What is being asked - All of the records below need to be written out exactly, but without the pictures.

Material provided -

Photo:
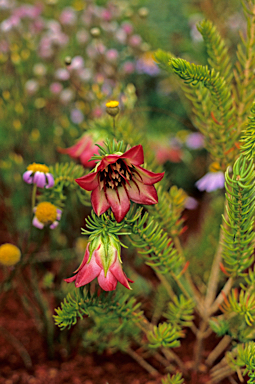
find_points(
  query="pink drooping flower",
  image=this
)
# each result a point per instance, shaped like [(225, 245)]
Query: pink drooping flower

Written response -
Photo:
find_points(
  query="pink drooping flower",
  image=this
)
# each result a point per instance, shaped like [(225, 245)]
Query: pink drooping flower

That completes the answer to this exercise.